▶ Texte de la page
───

Il est 13h passé et le cortège finit par s’élancer de la place de la République à Bordeaux. Malgré la présence de jeunes et le soutien de nombreux mouvements politiques, le défilé est un peu clairsemé, comme l’avait anticipé l’intersyndicale, et Stéphane Obé, de l’union départementale de la CGT en Gironde :
« On voit bien que les salariés sont dans un moment d’incertitude après des mois de mobilisation contre la réforme des retraites et les impacts sur les salaires des journées de grève, mais aussi dans un contexte national anxiogène, entre la guerre en Ukraine et les conséquences du conflit israélo-palestinien, qui risque d’alimenter l’inflation. »
« Démonstration d’unité »
Aussi, le responsable syndical se réjouit-il d’une « belle manifestation », avec 3500 personnes à Bordeaux – 1200 selon la police –, destinée à peser avec les 200 défilés qui se tenaient aujourd’hui en France sur la conférence sociale réunie par le gouvernement ce lundi 16 octobre.
« On a connu pire à Bordeaux, relativise Stéphane Obé. Et c’est une belle démonstration d’unité intersyndicale, avec pour la première fois une revendication commune sur la hausse du SMIC, et une augmentation des salaires tenant compte de la hausse des prix, qui dépasse les 20% sur les denrées alimentaires. »
Par ailleurs, Stéphane Obé souligne que la manifestation a eu le mérite de structurer quelques mouvements revendicatifs. Il évoque la préparation d’une journée de grève des salariés d’Elior, le 19 octobre. 5 ASH (agents de service hospitalier) affectés par cette entreprise pour faire le ménage à l’hôpital de Langon ont en effet cessé le travail le 2 octobre dernier.
« Des collègues de la Clinique Mutualiste de Pessac et de l’hôpital Haut-Lévêque se sont aussi mis en grève, indique Francesca, ASH à Langon. On est très mal payées – 8 centimes au dessus du SMIC horaire – pour faire parfois 10 à 11h de travail par jour. Il y a un gros turn-over, et on nous demande parfois de remplacer une personne absente et de faire deux postes au lieu d’un. »
Cheminots et Magma
Les ASH dénoncent aussi des conditions dangereuses de travail, du fait de leur maniement de produits et d’ustensiles contaminants. Elles demandent une réunion à l’agence régionale de santé (ARS).
D’autres catégories professionnelles sont aussi sur la brèche : les cheminots appellent à un rassemblement à la gare d’Hourcade le 20 octobre prochain pour « défendre le fret public », alors que la branche fret de la SNCF est menacée de liquidation. Le même jour, Sophie Binet, secrétaire générale de la CGT, sera en Gironde pour rencontrer le syndicat de MMTB (ex Magma), l’entreprise de Blanquefort dont les 1000 emplois sont menacés.

───

▶ Données fournies
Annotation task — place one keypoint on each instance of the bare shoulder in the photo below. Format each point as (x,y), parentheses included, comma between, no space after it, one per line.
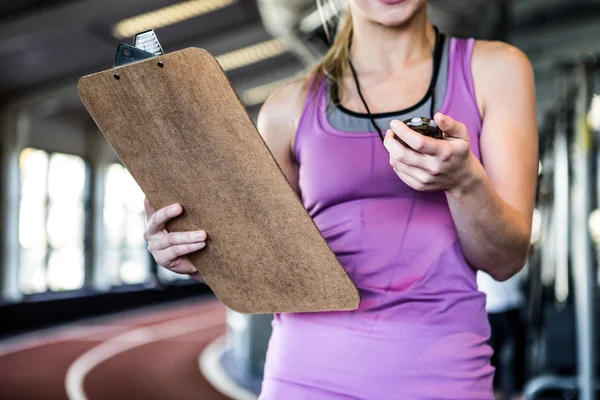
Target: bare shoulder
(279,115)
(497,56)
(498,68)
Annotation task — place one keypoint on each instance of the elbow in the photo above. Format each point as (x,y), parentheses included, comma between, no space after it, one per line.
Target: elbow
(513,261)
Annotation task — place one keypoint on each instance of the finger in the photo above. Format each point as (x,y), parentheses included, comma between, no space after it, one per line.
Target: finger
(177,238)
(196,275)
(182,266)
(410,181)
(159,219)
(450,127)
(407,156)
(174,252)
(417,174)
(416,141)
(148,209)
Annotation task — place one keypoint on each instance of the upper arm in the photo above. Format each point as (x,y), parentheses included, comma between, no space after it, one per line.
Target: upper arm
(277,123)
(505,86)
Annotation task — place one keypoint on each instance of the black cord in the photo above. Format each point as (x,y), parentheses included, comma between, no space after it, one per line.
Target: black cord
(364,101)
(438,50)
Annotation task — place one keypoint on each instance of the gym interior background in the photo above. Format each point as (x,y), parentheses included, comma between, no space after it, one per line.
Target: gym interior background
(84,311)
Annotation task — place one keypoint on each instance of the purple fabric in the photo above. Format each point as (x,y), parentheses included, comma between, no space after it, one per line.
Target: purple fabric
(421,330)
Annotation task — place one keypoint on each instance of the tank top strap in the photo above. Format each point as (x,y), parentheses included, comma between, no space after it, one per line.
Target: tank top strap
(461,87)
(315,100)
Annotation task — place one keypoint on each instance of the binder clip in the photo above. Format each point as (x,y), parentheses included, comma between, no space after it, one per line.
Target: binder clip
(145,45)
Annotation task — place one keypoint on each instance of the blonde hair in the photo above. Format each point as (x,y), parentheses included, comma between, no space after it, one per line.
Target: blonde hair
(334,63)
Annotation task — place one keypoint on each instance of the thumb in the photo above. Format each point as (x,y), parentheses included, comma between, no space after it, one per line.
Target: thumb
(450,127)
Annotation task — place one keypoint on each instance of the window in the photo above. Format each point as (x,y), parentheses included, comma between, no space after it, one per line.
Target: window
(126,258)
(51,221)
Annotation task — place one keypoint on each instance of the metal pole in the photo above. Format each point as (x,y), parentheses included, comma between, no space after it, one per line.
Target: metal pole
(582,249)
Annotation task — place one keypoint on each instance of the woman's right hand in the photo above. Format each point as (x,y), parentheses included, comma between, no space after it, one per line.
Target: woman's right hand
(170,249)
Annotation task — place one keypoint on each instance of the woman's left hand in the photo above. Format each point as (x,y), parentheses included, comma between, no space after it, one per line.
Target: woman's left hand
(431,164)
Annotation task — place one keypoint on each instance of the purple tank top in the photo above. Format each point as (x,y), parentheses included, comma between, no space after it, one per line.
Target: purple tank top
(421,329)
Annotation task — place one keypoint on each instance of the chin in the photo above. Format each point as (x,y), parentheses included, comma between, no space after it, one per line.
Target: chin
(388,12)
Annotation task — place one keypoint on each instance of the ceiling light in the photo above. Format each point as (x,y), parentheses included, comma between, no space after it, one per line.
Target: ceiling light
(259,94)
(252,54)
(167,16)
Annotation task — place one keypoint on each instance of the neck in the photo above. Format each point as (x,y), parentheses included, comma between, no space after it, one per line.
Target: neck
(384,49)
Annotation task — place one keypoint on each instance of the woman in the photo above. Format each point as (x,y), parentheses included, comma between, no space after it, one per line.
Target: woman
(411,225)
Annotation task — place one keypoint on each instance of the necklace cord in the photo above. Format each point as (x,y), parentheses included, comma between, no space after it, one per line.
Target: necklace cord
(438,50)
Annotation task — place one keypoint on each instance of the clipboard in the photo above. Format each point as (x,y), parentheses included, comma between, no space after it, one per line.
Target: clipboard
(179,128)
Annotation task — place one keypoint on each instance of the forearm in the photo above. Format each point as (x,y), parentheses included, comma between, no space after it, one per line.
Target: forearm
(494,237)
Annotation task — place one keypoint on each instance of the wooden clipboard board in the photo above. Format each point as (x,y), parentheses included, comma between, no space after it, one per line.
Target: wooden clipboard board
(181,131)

───

▶ Consigne
Répondez à ces questions sur l'article consacré à la manifestation de Bordeaux :
(a) Combien de manifestants la police a-t-elle comptés à Bordeaux ?
(b) Quel jour les salariés d'Elior préparent-ils une journée de grève ?
(c) Où les cheminots appellent-ils à se rassembler le 20 octobre ?

▶ Corrigé
(a) 1200 personnes.
(b) Le 19 octobre.
(c) À la gare d'Hourcade.